TASK GOAL » In the text on super customers, what two consequences come from taking a long time to deal with a customer's problem?

EXTRACTED TEXT below:

Envision a legion of customers. Ones that are genetically engineered to be stronger, more agile and more intelligent than any other customer you had before. Customers that heed your ever beck and call, and frequently parade your business about like it is the greatest thing in the world, because they’re engineered to do so.
Now stop, because that’s terrifying. Super customers aren’t (and shouldn’t be) mindless drones that respond to your every beck and call. Instead, they are rational, realistic human beings that, like all of your other customers, make purchasing decisions on their own accord and based on their own necessities. But they are a little different too.
Super customers can be your brand advocates. The people that tell and influence others into visiting your restaurant. The people that come in smiling and cheery and in groups of six because they love your business. “The foix gras here is to die for,” they say.
And, in some cases, they can bring about the humanity in your business. They can show that, despite the facade that shrouds your business that suggests that it’s all “just business”, there’s a lot more to you than that as well — that there’s actually a real person somewhere in there.
Still, therein lies the question: What does it take for my business to turn my regular, boring customers into these ‘super customers’?
Ensure That Responses Are Prompt And Courteous
Whether your customer has a problem, is offering feedback on how to improve something about your business or is simply commending you on the consistent and brilliant job that you have been doing lately, it is important that you respect their comments. And in instances in which they present a problem, it’s important for you to respond courteously and quickly. Taking a long time to deal with a customer’s problem will not only be damaging to your business’s reputation, but it may also result in the loss of a few customers. And, depending on what industry you are in, that can seriously impact your business’s bottom line.

End of EXTRACTED TEXT.
DATASET CONTENT below:

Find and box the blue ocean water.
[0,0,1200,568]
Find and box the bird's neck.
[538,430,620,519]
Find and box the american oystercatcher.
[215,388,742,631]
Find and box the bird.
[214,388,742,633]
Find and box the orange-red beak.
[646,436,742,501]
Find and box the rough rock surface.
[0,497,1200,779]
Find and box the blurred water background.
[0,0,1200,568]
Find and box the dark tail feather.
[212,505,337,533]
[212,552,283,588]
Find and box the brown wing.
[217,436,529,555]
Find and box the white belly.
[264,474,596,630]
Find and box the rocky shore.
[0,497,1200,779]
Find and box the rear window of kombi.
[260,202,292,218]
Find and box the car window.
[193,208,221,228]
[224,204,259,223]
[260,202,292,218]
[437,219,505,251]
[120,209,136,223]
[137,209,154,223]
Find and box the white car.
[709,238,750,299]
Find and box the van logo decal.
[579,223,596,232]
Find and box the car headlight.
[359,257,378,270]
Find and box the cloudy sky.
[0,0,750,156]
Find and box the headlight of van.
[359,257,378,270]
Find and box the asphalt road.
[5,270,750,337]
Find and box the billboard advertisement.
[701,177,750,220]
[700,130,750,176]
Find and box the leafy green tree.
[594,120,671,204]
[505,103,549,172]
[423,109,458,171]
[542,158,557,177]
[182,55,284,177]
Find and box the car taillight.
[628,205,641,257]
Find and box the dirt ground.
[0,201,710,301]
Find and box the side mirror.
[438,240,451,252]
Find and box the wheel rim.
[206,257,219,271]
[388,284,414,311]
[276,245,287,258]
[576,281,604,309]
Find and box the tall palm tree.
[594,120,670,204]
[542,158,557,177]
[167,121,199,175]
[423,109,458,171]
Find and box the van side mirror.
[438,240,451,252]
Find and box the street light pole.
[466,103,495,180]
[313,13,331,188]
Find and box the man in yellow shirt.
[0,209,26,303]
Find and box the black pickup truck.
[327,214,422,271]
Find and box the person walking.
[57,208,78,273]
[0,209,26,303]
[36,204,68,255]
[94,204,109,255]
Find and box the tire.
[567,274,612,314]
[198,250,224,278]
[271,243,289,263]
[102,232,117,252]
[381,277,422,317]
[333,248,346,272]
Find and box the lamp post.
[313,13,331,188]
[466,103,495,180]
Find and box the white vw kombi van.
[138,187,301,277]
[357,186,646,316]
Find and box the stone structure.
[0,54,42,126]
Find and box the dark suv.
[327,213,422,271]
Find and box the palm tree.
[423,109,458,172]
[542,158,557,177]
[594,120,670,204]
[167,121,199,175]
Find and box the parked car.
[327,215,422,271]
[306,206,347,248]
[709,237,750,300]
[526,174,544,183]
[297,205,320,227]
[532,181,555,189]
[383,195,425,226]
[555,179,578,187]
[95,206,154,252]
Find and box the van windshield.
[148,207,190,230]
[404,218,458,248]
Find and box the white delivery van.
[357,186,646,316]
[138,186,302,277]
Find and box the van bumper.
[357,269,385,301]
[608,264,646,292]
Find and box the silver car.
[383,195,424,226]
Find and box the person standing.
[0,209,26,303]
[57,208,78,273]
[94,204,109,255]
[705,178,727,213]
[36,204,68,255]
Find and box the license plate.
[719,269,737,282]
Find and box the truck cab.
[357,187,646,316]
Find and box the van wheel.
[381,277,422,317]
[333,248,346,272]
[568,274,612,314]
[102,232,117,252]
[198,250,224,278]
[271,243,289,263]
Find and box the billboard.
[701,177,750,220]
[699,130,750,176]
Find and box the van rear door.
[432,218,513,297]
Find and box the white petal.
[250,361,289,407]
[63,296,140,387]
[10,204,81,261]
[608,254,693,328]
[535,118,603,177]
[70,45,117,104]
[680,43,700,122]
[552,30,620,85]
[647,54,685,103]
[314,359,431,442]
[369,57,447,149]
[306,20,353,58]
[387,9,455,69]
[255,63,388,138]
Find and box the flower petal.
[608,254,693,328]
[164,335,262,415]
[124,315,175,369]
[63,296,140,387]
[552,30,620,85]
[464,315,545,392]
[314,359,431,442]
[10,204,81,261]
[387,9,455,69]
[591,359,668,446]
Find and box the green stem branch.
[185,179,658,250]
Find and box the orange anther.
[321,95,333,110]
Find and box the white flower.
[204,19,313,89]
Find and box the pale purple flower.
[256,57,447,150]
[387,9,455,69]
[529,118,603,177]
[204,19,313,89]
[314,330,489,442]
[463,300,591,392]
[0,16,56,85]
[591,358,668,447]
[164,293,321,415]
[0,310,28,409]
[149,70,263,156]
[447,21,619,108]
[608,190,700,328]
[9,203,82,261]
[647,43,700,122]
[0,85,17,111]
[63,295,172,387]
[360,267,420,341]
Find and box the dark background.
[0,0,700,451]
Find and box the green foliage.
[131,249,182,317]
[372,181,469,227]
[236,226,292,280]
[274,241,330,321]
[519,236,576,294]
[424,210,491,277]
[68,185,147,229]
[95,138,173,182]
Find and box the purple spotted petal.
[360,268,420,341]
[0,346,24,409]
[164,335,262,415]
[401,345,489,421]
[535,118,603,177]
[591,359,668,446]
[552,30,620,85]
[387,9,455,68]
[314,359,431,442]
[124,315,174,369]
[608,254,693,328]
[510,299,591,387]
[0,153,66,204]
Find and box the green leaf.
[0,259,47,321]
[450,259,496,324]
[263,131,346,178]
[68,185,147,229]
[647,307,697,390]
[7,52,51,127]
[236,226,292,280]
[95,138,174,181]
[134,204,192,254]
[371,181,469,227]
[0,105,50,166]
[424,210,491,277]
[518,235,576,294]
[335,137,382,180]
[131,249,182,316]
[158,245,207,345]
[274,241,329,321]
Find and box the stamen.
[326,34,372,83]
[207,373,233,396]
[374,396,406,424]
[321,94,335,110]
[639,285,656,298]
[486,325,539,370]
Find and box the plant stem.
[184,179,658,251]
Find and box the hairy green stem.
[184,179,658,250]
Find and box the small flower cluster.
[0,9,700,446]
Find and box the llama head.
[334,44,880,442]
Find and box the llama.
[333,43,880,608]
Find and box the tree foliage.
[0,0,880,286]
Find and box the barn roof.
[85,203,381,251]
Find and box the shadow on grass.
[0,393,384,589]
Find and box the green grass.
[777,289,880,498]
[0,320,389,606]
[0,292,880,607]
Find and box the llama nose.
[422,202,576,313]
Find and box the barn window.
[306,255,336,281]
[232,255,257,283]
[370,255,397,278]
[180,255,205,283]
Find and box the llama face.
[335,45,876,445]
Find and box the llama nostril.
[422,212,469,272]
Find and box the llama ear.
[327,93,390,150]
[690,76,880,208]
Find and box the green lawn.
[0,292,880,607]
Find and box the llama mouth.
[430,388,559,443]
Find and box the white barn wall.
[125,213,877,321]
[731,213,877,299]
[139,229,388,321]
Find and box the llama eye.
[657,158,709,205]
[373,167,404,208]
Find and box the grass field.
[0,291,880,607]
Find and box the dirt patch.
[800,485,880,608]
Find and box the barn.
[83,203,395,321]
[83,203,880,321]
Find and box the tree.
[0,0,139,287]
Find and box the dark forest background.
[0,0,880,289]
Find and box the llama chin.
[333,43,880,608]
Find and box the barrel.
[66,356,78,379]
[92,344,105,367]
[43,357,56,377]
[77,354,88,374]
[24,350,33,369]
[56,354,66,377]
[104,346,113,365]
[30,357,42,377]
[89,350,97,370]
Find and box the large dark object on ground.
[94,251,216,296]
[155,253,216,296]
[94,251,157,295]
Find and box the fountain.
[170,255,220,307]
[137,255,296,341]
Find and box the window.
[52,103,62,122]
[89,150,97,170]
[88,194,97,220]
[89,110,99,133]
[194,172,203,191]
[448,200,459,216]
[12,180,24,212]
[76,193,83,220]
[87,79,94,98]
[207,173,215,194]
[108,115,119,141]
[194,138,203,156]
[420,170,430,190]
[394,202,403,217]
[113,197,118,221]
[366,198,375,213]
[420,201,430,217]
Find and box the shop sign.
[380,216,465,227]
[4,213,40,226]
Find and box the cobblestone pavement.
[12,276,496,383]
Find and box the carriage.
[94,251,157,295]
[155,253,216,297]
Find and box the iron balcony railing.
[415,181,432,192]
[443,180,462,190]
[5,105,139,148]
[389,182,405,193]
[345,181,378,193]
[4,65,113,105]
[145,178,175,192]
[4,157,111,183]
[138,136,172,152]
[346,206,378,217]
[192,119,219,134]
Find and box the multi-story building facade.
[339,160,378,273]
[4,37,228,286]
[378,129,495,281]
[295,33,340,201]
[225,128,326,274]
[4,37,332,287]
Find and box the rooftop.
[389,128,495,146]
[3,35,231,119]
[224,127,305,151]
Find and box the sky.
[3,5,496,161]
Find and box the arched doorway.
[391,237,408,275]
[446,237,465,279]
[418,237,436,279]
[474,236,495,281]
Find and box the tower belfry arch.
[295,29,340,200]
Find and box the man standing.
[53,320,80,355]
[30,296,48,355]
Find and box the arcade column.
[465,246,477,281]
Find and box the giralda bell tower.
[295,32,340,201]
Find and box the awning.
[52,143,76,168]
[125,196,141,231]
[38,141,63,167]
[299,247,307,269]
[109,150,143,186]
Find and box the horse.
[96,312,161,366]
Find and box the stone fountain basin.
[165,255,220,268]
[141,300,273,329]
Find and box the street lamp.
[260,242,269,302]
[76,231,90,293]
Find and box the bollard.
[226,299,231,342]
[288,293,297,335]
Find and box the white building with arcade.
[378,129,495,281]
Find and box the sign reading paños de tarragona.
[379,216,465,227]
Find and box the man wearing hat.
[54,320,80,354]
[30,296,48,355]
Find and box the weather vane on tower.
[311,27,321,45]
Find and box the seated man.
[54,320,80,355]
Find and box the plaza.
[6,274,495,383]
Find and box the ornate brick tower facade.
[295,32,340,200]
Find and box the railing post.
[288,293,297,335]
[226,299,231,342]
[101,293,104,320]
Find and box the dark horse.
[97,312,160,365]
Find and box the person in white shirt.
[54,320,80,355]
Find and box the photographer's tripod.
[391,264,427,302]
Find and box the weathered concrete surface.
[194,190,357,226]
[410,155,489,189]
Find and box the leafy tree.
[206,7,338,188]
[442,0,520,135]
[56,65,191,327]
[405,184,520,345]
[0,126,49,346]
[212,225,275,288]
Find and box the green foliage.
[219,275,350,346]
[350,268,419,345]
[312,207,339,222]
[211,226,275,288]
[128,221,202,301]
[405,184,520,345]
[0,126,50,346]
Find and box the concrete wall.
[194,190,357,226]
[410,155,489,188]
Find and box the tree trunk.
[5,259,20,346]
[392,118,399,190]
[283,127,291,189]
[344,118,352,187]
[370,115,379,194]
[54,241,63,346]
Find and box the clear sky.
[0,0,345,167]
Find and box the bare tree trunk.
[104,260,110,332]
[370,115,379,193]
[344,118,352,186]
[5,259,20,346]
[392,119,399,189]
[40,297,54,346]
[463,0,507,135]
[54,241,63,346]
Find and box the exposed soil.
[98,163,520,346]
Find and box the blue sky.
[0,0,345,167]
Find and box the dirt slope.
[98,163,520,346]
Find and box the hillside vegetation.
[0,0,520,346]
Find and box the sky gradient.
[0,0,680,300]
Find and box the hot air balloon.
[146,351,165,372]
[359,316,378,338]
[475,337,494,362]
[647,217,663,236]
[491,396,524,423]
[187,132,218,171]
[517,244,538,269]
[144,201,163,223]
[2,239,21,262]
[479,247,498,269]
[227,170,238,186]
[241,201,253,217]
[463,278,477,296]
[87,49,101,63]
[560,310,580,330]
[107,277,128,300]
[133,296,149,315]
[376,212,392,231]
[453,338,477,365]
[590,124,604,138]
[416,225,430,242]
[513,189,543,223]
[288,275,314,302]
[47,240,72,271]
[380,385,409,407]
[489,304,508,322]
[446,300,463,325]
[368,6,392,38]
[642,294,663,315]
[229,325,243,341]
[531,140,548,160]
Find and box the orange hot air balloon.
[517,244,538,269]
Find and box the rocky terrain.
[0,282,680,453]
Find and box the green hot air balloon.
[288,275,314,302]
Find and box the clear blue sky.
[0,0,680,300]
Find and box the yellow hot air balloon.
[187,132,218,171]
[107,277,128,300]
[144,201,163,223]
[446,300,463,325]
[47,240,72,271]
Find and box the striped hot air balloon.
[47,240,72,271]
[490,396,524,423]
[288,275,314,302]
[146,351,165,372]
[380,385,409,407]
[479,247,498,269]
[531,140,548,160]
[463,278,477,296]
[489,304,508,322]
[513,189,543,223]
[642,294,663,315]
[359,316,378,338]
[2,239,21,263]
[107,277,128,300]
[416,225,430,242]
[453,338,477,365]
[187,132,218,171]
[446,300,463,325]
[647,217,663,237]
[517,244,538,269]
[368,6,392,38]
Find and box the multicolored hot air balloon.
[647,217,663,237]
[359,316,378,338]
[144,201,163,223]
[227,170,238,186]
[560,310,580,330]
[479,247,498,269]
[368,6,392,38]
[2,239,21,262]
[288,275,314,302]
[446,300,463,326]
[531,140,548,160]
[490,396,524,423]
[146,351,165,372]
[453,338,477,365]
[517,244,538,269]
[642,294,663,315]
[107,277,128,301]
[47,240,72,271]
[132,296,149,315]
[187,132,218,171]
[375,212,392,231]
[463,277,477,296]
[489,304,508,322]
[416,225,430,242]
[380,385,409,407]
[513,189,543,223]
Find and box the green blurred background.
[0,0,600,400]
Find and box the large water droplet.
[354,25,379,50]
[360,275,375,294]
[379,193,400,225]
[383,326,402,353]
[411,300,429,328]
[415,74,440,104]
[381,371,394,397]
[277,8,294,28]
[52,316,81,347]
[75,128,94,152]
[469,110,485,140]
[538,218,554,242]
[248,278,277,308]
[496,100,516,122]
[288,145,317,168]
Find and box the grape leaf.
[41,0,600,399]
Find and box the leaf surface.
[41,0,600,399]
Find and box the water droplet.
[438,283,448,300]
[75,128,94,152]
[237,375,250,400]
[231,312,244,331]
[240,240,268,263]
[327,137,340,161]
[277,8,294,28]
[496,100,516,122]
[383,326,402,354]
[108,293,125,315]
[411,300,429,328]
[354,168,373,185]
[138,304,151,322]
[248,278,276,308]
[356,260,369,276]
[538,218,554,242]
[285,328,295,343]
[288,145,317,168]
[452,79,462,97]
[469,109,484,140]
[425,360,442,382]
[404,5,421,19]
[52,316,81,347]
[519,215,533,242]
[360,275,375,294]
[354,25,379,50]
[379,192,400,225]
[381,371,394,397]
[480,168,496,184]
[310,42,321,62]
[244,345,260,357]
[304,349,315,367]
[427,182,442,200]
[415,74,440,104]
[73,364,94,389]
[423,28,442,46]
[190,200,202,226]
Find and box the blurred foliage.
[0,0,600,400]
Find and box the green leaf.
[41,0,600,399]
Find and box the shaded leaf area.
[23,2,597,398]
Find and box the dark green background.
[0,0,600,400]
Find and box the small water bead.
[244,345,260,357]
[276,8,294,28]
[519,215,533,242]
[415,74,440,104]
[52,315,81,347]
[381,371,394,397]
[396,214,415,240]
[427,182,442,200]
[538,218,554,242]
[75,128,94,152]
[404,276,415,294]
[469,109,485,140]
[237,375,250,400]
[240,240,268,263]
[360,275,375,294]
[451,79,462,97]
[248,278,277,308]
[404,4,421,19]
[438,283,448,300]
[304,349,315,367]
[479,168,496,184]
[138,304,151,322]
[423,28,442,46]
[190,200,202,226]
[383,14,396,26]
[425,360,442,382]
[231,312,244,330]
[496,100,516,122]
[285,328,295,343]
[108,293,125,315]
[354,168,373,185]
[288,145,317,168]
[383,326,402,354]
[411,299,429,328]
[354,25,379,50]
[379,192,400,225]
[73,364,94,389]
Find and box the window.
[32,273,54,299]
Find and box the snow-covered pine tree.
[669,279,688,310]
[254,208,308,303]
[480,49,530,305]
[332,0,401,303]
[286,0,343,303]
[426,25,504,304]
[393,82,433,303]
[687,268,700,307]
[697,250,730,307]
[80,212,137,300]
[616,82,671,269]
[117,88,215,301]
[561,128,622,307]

End of DATASET CONTENT.

WORKED SOLUTION » It damages the business's reputation and may result in the loss of a few customers.